EXERCISE INSTRUCTIONS ▸
- A) Translate this sentence from the dental fillings passage into Spanish: "Moderate tooth decay will usually need a filling."
- B) Please carry on the dental fillings passage from its last sentence.

PASSAGE TO READ ▸
From time to time patients may need a dental filling to restore a decayed or fractured tooth. White fillings have become increasingly popular over the years.
Tooth decay is caused by acid-producing bacterias that are found in plaque. These acids occur after eating and drinking and can break down the enamel and dentine of the teeth.
In order to prevent tooth decay, it is advised to floss once a day, brush twice daily, and limit dietary sugar intake. Patients who are at high risk of developing tooth decay should also consider using a fluoride mouthwash.
Early tooth decay can be treated by following the above oral hygiene routine and attending 6-month check-ups with your dentist. Moderate tooth decay will usually need a filling. Very advanced tooth decay will most likely need a root canal treatment.
A white composite filling is the most commonly used type of filling these days. They look very natural and bond to the remaining tooth tissue very well.
Porcelain or composite Inlays or Onlays are more appropriate for larger cavities and take two visits to complete, in comparison to white filling taking one visit.
In the immediate period after a filling is carried out, that side of the mouth may be very numb. It is advisable not to use the tongue and lip on that side of the mouth too much until the numbness has stopped.
Daily Flossing and brushing of the tooth and filling are essential to prevent bacterial accumulation around the filling margins which can lead to bacterial leakage.

[Saved data entries]
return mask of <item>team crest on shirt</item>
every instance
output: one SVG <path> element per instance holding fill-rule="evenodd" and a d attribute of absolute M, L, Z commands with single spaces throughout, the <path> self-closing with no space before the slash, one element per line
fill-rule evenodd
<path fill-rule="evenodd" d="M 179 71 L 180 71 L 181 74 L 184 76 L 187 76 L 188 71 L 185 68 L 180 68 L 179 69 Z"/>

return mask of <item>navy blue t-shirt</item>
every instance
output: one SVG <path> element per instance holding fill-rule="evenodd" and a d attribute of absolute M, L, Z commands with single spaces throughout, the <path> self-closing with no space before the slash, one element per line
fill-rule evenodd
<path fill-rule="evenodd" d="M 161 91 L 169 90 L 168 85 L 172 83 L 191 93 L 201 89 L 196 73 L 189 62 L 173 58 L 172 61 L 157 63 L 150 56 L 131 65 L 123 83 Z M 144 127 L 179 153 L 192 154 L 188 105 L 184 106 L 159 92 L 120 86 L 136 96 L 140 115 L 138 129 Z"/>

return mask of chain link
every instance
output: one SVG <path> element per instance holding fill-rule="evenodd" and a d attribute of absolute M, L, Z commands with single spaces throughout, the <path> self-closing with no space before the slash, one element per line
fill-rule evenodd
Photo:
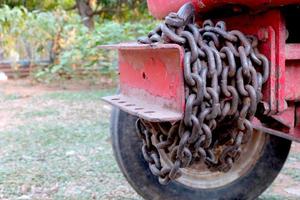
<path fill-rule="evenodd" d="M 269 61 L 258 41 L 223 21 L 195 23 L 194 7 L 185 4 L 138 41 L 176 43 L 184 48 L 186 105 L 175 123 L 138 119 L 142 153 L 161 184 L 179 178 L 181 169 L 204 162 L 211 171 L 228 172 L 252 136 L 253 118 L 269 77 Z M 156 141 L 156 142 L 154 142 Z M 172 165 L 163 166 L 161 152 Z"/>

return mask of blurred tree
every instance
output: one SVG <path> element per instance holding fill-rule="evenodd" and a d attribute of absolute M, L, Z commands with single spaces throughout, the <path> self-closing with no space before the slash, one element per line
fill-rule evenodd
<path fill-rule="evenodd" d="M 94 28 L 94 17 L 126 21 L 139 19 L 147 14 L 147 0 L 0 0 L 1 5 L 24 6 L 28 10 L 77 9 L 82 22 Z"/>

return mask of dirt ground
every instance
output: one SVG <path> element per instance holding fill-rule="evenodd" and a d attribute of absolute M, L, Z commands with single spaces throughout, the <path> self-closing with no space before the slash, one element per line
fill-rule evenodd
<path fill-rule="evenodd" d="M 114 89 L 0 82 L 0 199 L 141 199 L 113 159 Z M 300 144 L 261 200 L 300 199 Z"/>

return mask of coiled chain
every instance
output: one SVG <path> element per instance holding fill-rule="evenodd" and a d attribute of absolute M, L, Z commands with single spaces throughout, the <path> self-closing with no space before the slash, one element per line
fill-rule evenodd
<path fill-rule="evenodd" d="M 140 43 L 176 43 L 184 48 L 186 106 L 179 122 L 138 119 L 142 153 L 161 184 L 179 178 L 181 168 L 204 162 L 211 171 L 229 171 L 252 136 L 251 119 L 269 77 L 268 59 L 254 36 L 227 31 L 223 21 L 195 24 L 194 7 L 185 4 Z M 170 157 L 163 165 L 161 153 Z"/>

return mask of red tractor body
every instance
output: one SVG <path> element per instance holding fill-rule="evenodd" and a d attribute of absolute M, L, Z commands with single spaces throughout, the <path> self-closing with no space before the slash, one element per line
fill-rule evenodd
==
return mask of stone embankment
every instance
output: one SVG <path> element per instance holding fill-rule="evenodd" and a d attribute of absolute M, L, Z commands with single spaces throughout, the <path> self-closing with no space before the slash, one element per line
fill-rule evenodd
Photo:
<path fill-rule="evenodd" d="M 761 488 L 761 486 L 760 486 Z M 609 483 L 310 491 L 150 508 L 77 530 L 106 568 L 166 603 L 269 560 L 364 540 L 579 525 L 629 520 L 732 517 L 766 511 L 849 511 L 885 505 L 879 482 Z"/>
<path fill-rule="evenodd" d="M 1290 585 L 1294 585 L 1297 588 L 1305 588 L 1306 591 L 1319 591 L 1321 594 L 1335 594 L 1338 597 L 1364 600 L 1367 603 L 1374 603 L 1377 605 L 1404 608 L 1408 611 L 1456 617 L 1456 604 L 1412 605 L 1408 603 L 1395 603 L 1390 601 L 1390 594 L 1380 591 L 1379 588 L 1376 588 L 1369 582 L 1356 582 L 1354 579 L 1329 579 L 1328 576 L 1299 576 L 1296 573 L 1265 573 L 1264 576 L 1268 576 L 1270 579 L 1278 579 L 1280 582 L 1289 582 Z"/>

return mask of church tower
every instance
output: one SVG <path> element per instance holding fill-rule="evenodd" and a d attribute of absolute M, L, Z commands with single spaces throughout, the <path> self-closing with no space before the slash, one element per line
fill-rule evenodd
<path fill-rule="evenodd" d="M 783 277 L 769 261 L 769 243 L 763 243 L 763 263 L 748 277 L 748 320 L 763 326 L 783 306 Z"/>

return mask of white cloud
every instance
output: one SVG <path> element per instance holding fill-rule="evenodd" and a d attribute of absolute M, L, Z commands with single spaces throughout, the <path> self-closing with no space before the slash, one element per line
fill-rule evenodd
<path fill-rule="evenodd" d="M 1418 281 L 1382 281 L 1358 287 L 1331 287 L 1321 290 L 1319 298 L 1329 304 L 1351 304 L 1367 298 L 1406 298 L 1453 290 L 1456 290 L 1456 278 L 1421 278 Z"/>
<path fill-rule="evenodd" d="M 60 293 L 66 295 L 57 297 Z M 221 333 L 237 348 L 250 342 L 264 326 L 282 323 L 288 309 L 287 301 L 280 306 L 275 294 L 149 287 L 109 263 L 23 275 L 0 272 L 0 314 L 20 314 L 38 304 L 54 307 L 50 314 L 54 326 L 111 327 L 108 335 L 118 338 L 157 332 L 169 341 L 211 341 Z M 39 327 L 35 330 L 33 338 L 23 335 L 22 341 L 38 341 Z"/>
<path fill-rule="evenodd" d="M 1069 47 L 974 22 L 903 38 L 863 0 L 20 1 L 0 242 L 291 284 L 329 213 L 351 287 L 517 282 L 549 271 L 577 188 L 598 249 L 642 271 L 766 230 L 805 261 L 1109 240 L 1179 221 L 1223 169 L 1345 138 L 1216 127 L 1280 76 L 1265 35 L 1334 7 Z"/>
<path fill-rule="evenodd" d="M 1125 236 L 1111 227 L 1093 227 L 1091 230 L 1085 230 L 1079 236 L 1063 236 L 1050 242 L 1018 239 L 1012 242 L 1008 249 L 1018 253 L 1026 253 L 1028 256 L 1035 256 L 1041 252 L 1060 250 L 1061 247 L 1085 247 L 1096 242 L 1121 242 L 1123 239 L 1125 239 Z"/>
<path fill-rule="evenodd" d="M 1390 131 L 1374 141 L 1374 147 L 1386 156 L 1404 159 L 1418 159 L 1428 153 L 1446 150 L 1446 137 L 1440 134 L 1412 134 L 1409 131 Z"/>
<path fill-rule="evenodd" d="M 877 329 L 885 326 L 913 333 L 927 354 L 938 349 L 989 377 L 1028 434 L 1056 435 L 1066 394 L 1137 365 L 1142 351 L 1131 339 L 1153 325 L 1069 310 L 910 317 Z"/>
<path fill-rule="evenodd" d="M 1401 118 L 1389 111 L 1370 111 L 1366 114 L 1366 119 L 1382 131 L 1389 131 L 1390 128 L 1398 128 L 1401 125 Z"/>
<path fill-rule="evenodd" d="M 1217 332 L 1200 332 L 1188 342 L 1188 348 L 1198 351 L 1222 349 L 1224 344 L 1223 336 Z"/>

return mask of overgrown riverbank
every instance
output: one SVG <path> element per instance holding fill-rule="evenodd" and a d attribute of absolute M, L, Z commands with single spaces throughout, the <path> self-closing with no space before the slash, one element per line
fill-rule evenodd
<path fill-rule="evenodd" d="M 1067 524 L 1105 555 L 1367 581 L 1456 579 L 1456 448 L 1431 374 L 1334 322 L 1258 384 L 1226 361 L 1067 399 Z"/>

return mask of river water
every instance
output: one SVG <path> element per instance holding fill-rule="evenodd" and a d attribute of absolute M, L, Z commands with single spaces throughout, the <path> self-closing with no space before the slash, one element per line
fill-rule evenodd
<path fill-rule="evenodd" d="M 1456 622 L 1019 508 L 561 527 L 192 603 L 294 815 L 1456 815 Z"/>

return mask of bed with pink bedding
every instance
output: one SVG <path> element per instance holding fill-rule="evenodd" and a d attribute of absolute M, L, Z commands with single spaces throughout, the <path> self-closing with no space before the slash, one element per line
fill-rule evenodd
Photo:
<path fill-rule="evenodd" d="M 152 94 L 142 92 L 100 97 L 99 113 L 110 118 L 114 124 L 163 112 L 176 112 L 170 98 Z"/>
==
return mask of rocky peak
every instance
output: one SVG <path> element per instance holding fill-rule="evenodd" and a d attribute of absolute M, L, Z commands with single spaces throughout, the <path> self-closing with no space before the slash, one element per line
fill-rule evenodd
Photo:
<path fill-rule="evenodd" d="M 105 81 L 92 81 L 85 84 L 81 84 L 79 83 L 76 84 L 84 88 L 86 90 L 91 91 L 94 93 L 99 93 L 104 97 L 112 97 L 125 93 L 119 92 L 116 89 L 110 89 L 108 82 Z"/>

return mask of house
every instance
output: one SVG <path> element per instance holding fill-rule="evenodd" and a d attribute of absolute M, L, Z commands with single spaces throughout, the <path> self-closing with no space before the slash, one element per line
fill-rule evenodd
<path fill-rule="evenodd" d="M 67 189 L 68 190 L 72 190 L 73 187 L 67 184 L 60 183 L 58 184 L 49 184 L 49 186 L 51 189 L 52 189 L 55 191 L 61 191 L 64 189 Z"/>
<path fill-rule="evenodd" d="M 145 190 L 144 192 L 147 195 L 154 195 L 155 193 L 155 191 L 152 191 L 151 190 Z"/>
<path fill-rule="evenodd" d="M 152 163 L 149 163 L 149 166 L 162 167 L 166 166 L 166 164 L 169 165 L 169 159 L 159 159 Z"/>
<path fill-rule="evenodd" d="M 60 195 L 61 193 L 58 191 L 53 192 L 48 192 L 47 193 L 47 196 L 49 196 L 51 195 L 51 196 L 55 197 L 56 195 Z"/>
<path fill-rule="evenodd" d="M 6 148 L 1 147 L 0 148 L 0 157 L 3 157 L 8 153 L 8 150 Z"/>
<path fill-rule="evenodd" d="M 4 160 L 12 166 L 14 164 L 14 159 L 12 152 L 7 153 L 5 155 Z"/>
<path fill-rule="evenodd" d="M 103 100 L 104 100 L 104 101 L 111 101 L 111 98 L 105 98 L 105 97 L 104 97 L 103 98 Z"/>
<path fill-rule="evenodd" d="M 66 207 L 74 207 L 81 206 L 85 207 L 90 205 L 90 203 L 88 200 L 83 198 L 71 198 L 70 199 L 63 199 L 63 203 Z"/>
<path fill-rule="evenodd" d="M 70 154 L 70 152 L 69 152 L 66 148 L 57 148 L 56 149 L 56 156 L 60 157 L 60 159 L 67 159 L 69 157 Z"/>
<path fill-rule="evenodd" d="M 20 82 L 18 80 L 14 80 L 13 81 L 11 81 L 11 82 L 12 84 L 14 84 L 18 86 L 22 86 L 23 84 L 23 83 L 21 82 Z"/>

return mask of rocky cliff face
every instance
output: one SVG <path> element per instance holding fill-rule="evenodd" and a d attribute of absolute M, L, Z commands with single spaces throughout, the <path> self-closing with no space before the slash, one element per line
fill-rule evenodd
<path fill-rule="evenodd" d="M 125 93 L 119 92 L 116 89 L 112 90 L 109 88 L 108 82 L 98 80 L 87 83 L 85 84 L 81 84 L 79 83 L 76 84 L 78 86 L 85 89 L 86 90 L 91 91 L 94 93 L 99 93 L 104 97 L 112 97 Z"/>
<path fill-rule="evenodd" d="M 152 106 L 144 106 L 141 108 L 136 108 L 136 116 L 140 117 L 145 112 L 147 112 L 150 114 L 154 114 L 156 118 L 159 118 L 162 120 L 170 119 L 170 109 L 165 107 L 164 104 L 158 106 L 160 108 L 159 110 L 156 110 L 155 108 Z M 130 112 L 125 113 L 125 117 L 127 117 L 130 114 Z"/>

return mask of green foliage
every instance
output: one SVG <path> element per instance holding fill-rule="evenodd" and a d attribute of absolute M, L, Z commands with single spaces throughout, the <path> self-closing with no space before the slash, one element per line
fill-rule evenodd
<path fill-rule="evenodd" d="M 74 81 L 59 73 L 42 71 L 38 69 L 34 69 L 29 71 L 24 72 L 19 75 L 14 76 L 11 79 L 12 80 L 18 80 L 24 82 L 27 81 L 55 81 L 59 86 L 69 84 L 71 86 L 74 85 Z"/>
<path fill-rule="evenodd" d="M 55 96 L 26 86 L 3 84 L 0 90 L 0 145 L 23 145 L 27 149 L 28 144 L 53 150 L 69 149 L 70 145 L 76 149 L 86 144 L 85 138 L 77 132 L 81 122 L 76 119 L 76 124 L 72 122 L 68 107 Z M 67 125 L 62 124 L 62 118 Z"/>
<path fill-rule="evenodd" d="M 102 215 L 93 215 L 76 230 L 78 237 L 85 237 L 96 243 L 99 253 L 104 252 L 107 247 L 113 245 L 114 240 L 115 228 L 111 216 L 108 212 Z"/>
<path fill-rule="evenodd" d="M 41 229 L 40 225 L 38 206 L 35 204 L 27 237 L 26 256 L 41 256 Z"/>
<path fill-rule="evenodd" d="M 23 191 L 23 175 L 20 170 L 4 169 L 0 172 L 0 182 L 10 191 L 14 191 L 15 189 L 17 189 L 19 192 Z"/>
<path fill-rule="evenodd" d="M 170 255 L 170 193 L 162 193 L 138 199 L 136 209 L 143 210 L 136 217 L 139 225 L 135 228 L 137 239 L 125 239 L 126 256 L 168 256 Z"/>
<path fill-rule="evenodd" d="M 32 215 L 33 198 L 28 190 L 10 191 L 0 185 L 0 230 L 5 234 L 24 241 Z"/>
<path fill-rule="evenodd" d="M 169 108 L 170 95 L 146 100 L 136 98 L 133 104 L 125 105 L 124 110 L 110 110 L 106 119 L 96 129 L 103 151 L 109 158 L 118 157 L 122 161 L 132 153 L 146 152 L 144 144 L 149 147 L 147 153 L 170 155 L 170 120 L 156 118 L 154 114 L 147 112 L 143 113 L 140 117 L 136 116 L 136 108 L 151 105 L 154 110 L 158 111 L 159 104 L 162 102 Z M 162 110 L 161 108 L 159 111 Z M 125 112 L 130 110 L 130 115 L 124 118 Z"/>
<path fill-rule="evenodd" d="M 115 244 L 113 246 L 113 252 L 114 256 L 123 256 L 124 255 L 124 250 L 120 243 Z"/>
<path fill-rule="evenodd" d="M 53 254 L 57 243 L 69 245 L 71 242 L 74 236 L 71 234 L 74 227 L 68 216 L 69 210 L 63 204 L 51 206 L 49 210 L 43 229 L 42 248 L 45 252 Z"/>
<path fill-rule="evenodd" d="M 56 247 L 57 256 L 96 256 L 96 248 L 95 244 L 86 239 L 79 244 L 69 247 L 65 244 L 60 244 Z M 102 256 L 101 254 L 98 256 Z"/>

PER-TASK ANSWERS ▸
- A) La caries dental moderada normalmente necesitará un empaste.

- B)
Sometimes sensitivity can occur. This usually settles down shortly afterward. White fillings can also stain, debond, chip, or fracture over time.
White fillings bond to the tooth tissue far better than silver fillings and look much more natural because they closely resemble tooth enamel. However metallic silver fillings are stronger and have a longer average lifespan.
Silver amalgam fillings contain mercury. The use of this metal has raised some controversy over the years within the dental profession. Although the health risks remain unproven, some patients prefer not to have any silver fillings at all.
White fillings are more technically demanding than silver fillings, they require more surgery time, and usually cost more.
With good aftercare and maintenance, white fillings should last for many years. Studies show that the average lifespan of a white composite filling is around 3-5 years. Studies also show that a composite or porcelain Inlay or Onlay last on average from 5-10 years.